* Problem details *
Copy out all of the material below word for word, leaving out the picture.
Start
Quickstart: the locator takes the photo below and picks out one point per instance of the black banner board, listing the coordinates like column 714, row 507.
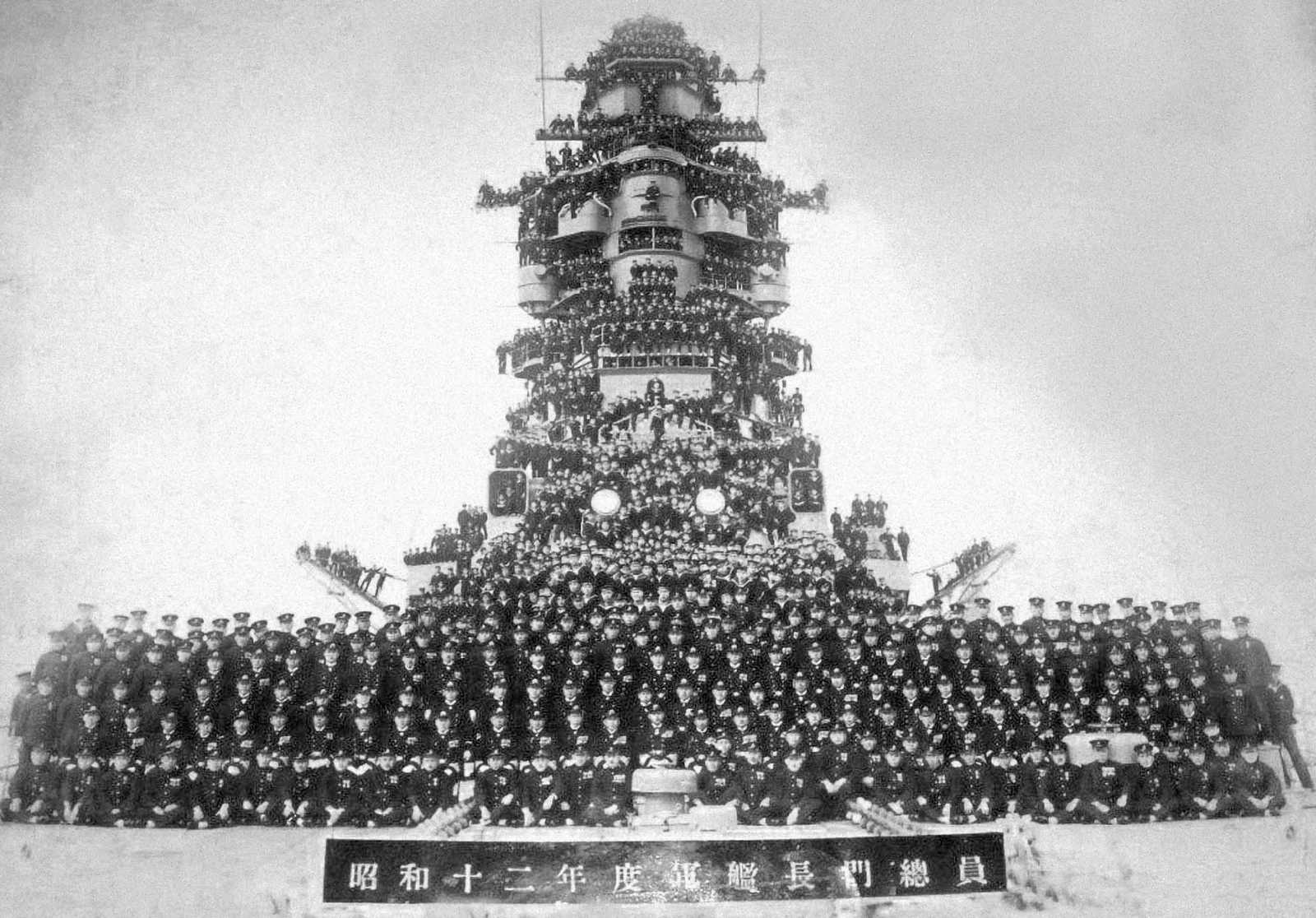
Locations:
column 395, row 871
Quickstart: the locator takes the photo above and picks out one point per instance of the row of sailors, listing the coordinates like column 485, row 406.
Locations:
column 578, row 788
column 948, row 721
column 664, row 604
column 739, row 662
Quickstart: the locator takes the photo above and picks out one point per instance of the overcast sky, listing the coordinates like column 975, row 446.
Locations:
column 1063, row 296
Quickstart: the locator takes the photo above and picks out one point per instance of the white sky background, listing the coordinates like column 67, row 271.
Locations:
column 1063, row 296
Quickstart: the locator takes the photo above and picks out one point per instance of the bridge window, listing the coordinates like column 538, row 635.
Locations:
column 649, row 237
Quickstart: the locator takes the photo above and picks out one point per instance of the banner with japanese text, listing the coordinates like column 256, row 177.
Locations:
column 662, row 871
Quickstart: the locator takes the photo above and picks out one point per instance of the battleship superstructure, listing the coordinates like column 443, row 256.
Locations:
column 658, row 419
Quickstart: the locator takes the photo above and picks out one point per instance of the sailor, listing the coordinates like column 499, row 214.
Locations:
column 1256, row 786
column 1151, row 790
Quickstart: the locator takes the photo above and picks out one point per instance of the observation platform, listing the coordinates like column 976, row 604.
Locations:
column 1217, row 867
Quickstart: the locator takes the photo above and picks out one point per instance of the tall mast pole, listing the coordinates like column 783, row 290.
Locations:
column 544, row 98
End
* Solution to the exercise *
Quickstart: the locator takes the photo below and picks out one point per instance of the black banner board, listing the coordinates like column 714, row 507.
Locations:
column 395, row 871
Quickstart: the locator takes the photo above and picks out one point per instance of the row of sailors, listing the coordinates like column 485, row 406.
Locations:
column 578, row 788
column 948, row 721
column 664, row 604
column 739, row 662
Quickstart: the locator takes the photo above and picks out one point per instance of the overcast sky, listing the coordinates like column 975, row 446.
Locations:
column 1063, row 296
Quickstart: the locator takes the photo above and picks out one point per instance of the white sky background, listing the coordinates like column 67, row 271.
Locations:
column 1063, row 296
Quickstart: the locator takes the photo above and picks out one point per instance of the bridge window, listing the coordinates like column 538, row 635.
Locations:
column 649, row 237
Quickstart: the locator takes the photo above and picks out one point per instance of the banner with japanese text, listing the coordinates like column 256, row 177.
Locations:
column 662, row 871
Quickstart: the locator takes the photo above and picks out one point per instance of the battleship superstructure, listing the coordinates like column 443, row 256.
Locations:
column 658, row 419
Quickstart: the locator takes the photo above and picks out one point per instance of the sailor, listing the coordinates like column 499, row 214.
Locations:
column 1256, row 786
column 1151, row 790
Quickstart: the locator takes the photo above and picks out one point per instance of the observation platform, listing the coordinates like column 976, row 604.
Locations:
column 1217, row 867
Quickstart: the locator takes the photo above and picks out one point per instance of the tall mast pole, listing the coordinates like column 783, row 290.
Locations:
column 544, row 98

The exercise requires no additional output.